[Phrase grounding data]
== == ==

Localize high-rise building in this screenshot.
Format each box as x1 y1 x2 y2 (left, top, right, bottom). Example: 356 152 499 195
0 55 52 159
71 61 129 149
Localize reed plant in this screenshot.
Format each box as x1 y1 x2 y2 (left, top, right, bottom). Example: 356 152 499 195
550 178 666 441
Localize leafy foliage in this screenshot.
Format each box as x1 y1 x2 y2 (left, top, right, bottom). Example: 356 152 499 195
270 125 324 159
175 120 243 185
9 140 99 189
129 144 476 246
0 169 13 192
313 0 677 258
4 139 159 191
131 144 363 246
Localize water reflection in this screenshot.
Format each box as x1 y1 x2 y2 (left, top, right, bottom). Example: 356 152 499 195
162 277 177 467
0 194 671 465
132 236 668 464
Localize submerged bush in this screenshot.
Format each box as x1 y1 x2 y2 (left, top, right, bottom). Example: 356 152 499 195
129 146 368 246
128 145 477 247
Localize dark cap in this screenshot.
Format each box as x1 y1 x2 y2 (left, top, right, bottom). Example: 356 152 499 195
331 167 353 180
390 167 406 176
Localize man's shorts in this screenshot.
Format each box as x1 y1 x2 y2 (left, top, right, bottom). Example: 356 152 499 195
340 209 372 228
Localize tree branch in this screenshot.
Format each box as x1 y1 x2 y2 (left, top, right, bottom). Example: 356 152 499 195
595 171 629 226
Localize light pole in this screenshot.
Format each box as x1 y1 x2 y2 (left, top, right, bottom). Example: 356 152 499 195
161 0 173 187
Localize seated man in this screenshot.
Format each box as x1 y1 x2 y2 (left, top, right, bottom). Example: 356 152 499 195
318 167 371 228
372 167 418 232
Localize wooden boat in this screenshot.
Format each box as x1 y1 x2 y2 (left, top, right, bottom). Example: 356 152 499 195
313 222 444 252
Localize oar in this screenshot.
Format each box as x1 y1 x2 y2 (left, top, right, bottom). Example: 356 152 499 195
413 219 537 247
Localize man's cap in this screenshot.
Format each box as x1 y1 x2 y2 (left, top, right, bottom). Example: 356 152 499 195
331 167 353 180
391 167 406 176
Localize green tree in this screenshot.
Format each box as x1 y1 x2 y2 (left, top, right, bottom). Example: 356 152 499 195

== == ==

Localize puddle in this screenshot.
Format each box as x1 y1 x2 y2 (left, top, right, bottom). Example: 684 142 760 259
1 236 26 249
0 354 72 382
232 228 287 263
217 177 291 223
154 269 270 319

== == ==

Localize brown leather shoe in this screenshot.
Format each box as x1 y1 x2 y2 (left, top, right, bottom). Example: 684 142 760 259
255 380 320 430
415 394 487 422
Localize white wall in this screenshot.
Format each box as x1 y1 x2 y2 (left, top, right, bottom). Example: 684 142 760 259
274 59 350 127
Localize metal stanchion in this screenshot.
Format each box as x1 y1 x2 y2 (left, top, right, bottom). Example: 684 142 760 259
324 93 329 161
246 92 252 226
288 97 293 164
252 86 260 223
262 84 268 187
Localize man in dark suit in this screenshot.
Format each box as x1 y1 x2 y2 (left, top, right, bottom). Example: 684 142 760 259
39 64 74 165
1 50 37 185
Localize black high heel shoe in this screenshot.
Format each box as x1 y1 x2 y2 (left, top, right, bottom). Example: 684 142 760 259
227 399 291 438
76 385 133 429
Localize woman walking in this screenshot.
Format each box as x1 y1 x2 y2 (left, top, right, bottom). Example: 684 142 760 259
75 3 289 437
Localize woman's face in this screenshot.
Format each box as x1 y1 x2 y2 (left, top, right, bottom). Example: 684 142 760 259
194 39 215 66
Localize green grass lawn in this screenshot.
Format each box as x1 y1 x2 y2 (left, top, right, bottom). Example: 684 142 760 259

== == ==

Wherever the word "high" turns up in the records above, copy the line that holds it.

[RESULT OF THE EXERCISE]
Localize high-rise building in this screenshot.
Localize black high heel shoe in this screenshot.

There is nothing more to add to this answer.